> What you have to do: Copy every line of the records below word for word, changing nothing.
>> start Data for the task
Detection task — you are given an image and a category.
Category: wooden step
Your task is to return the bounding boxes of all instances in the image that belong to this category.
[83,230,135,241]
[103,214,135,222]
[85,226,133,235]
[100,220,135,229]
>> end Data for the task
> Final answer:
Detection task — you are given an image and a category.
Category: wooden step
Your task is to return the bounding boxes of all instances in the image that belong to this category.
[83,230,135,241]
[103,214,135,222]
[85,226,133,235]
[100,220,135,229]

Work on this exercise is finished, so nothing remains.